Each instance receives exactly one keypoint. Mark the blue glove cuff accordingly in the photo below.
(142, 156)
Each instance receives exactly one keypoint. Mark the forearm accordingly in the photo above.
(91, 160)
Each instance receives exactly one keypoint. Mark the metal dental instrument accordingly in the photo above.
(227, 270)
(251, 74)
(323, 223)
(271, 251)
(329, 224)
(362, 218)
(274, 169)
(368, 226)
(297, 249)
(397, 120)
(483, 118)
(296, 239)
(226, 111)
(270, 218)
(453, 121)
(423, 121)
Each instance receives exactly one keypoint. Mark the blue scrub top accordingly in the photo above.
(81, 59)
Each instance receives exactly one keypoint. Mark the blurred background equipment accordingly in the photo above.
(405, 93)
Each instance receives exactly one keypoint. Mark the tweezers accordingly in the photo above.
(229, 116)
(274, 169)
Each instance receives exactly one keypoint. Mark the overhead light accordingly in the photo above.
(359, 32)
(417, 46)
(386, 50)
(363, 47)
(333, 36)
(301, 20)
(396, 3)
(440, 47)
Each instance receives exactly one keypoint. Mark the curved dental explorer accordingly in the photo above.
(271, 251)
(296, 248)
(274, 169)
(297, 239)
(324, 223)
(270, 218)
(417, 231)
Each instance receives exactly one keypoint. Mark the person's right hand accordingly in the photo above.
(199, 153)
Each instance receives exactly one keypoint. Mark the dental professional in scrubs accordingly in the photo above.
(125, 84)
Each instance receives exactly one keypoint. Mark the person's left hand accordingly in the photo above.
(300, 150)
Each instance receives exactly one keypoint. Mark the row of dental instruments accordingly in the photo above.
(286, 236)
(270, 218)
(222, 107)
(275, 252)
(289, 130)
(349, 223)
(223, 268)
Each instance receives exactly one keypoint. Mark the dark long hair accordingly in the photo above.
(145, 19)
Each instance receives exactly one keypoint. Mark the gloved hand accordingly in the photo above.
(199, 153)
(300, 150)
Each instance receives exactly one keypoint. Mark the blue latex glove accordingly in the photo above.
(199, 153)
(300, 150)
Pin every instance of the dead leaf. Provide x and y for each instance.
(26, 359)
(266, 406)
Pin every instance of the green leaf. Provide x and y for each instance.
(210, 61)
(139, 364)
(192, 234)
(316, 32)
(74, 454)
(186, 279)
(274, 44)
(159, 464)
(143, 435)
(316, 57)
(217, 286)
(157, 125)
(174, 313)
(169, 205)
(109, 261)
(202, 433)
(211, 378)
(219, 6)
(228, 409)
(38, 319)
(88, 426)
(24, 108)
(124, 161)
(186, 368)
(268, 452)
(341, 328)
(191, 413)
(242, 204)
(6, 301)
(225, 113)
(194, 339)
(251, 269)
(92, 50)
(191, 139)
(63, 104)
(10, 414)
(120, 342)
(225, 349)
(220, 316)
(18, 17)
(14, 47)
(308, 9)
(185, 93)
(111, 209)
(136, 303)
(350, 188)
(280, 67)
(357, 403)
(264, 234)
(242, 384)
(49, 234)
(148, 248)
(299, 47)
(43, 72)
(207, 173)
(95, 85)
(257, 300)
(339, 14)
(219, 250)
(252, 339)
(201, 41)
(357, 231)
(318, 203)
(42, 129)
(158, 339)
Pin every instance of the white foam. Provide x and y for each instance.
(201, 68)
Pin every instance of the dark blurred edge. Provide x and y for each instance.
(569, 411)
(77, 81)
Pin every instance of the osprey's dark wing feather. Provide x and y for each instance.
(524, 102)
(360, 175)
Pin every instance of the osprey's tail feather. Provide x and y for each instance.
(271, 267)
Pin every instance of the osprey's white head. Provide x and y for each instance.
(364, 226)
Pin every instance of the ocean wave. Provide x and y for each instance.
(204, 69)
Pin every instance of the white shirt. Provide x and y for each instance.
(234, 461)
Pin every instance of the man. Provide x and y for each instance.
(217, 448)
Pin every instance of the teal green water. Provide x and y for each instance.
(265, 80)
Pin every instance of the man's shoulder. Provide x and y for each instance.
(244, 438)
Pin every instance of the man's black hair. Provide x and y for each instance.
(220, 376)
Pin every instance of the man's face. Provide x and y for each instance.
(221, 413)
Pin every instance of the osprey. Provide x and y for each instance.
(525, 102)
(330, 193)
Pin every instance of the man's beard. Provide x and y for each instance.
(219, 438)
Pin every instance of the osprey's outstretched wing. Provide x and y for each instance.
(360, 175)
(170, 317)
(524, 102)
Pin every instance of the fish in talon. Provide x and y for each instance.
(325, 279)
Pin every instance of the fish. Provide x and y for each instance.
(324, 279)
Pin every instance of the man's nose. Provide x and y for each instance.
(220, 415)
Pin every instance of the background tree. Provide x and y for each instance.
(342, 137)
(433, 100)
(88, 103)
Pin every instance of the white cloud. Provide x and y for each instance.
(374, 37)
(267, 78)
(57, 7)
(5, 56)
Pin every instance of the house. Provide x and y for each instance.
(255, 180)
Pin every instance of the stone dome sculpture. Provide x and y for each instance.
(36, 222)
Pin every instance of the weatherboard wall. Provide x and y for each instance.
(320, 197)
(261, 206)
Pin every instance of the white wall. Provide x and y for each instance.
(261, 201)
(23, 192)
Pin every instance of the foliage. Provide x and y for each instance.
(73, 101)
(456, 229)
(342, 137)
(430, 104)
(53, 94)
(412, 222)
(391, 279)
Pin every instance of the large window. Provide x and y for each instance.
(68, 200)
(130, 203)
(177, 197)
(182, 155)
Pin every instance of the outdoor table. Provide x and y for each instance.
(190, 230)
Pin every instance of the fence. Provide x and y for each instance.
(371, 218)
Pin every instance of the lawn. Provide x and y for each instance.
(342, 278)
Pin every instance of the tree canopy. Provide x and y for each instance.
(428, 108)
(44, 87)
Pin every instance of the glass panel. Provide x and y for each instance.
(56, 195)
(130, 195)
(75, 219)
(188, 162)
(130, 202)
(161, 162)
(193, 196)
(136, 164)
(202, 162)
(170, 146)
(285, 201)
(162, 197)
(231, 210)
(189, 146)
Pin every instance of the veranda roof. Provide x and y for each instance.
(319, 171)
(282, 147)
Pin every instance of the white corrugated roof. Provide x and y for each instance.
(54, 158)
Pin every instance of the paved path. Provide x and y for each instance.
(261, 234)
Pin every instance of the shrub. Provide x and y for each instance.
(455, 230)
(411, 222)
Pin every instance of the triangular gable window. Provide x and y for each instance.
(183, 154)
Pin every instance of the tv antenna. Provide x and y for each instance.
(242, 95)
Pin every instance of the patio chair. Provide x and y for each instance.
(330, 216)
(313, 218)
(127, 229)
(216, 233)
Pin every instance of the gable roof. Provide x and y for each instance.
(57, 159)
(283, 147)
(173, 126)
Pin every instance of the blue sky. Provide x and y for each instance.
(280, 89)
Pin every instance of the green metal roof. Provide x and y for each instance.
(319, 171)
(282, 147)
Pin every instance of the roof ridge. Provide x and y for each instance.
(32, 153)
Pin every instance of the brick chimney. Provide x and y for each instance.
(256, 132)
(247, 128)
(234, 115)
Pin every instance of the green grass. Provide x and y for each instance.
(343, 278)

• • •

→ THE TASK: The data above should be reproduced in full, word for word.

→ ANSWER SECTION:
Each instance receives exactly one keypoint. Mark the blue glove cuff accordingly in the photo below.
(142, 156)
Each instance receives exactly one keypoint. Mark the forearm accordingly in the photo above.
(91, 160)
Each instance receives exactly one keypoint. Mark the metal dental instrument accordingly in the photo above.
(227, 270)
(251, 74)
(323, 223)
(271, 251)
(329, 224)
(362, 218)
(274, 169)
(368, 226)
(297, 249)
(397, 120)
(483, 118)
(296, 239)
(226, 111)
(270, 218)
(453, 121)
(423, 121)
Each instance receives exactly one keypoint. Mark the blue scrub top accordingly in the photo above.
(81, 59)
Each instance receives exactly one keypoint. Mark the blurred background equipment accordingly in the photo above.
(405, 93)
Each instance receives exactly one keypoint. Mark the tweezers accordingly in the photo above.
(229, 116)
(274, 169)
Each instance receives exactly one keypoint. Mark the overhead light accordingly in the photo above.
(359, 32)
(417, 46)
(386, 50)
(363, 47)
(333, 36)
(301, 20)
(396, 3)
(440, 47)
Each instance receives exactly one keypoint. Mark the curved dental explorer accordingly in the photo above.
(271, 251)
(296, 248)
(274, 169)
(297, 239)
(324, 223)
(270, 218)
(417, 231)
Each instance receives exactly one keypoint. Mark the person's right hand accordingly in the photo above.
(199, 153)
Each instance receives exactly one keypoint. Mark the dental professional in scrubs accordingly in the photo above.
(125, 84)
Each instance receives exactly one keypoint. Mark the person's left hand accordingly in the photo above.
(300, 150)
Each instance receives exactly one keypoint. Mark the row of dental instruments accordingly in the photo above.
(286, 236)
(270, 218)
(222, 107)
(275, 252)
(289, 130)
(349, 223)
(223, 268)
Each instance receives exactly one keypoint. Mark the dark long hair accordingly in the photo above.
(145, 19)
Each instance receives exactly one keypoint. Mark the gloved hand accordingly in the photo above.
(199, 153)
(300, 150)
Each instance receives exactly one keypoint. Mark the blue latex glove accordingly in the photo above.
(199, 153)
(300, 150)
Pin every instance of the dead leaf. Provide x and y for each instance.
(26, 359)
(266, 406)
Pin every instance of the green leaf. Provide x and y for each instance.
(210, 61)
(139, 364)
(192, 234)
(316, 32)
(74, 454)
(186, 279)
(274, 44)
(159, 464)
(143, 435)
(316, 57)
(217, 286)
(157, 125)
(174, 313)
(169, 205)
(109, 261)
(202, 433)
(211, 378)
(219, 6)
(228, 409)
(38, 319)
(88, 426)
(24, 108)
(124, 161)
(186, 368)
(268, 452)
(341, 328)
(191, 413)
(242, 204)
(6, 301)
(225, 113)
(194, 339)
(251, 269)
(92, 50)
(191, 139)
(63, 104)
(10, 414)
(120, 342)
(225, 349)
(220, 316)
(18, 17)
(14, 47)
(308, 9)
(185, 93)
(111, 209)
(136, 303)
(350, 188)
(280, 67)
(357, 403)
(264, 234)
(242, 384)
(49, 234)
(148, 248)
(299, 47)
(43, 72)
(207, 173)
(95, 85)
(257, 300)
(339, 14)
(219, 250)
(252, 339)
(201, 41)
(357, 231)
(318, 203)
(42, 129)
(158, 339)
Pin every instance of the white foam. Provide x and y for each instance.
(201, 68)
Pin every instance of the dark blurred edge. Provide x and y for each instance.
(569, 411)
(77, 81)
Pin every instance of the osprey's dark wing feather. Provide x and y for each instance.
(524, 102)
(360, 175)
Pin every instance of the osprey's tail feather. Provide x and y for each instance.
(271, 267)
Pin every instance of the osprey's white head. Provide x and y for each instance.
(364, 226)
Pin every instance of the ocean wave. Provide x and y for each instance.
(204, 69)
Pin every instance of the white shirt. Provide x and y for each instance.
(234, 461)
Pin every instance of the man. Provide x and y for each instance.
(217, 448)
Pin every instance of the teal green water. Provide x and y for each instance.
(265, 80)
Pin every instance of the man's shoulder. Provide x and y for each instance.
(244, 438)
Pin every instance of the man's black hair. Provide x and y for each instance.
(220, 376)
Pin every instance of the man's face. Provide x and y for each instance.
(221, 413)
Pin every instance of the osprey. Provide x and y for each instance.
(525, 102)
(330, 193)
Pin every instance of the man's beard. Provide x and y for each instance.
(219, 438)
Pin every instance of the osprey's outstretched wing. Provide x and y for each instance.
(360, 175)
(170, 317)
(524, 102)
Pin every instance of the fish in talon. Provide x and y for each instance.
(325, 279)
Pin every instance of the fish. Provide x and y for each instance.
(324, 279)
Pin every instance of the man's nose. Provide x and y for each instance.
(220, 415)
Pin every instance of the background tree. Provide x and y for each instance.
(342, 137)
(433, 100)
(88, 103)
Pin every instance of the white cloud. Provide x and y for each instance.
(374, 37)
(267, 78)
(57, 7)
(5, 56)
Pin every instance of the house. Provide x and y for each instance.
(255, 180)
Pin every instance of the stone dome sculpture. Provide x and y for each instance.
(36, 222)
Pin every instance of the weatherboard wall. Provide x and y for each instance.
(320, 197)
(261, 206)
Pin every instance of the white wall. Provide x and y for each instance.
(261, 201)
(23, 192)
Pin every instance of the foliage. Provide x and y for each instance.
(73, 101)
(456, 229)
(342, 137)
(430, 104)
(53, 94)
(412, 222)
(391, 279)
Pin every instance of the large window. Provide x and y for each instance.
(68, 200)
(130, 203)
(177, 197)
(182, 155)
Pin every instance of the outdoor table. Provide x and y for each instance.
(190, 230)
Pin every instance of the fence. Provide x and y for each instance.
(371, 218)
Pin every instance of the lawn. Provide x and y for each instance.
(342, 278)
Pin every instance of the tree canopy. Provide x and y for each instance.
(428, 108)
(44, 87)
Pin every instance of the glass panel. Provide x and y for each instance.
(56, 195)
(130, 195)
(75, 219)
(188, 162)
(130, 202)
(161, 162)
(193, 196)
(136, 164)
(202, 162)
(170, 146)
(285, 201)
(162, 197)
(231, 210)
(189, 146)
Pin every instance of the veranda roof. Provide x and y for each instance.
(319, 171)
(282, 147)
Pin every instance of the white corrugated roof. Provide x and y for each instance.
(54, 158)
Pin every instance of the paved path. Provide x and y for each instance.
(261, 234)
Pin every instance of the shrub. Provide x and y for each instance.
(455, 230)
(411, 222)
Pin every instance of the triangular gable window. Provide x and y for each instance.
(183, 154)
Pin every instance of the tv antenna. Provide x and y for each instance.
(242, 95)
Pin every instance of the patio chair. Provide x and y for each instance.
(330, 216)
(313, 218)
(127, 229)
(216, 233)
Pin every instance of the gable roof. Provide x and y for each instance.
(57, 159)
(283, 147)
(173, 126)
Pin every instance of the blue sky. Provide x and y for each instance.
(280, 89)
Pin every instance of the green metal roof. Provide x and y for each instance.
(319, 171)
(282, 147)
Pin every instance of the roof ridge. Provide x and y for each instance.
(32, 153)
Pin every instance of the brick chimney. Provide x and y for each instance.
(256, 132)
(247, 128)
(234, 115)
Pin every instance of the green grass. Provide x and y for each instance.
(343, 278)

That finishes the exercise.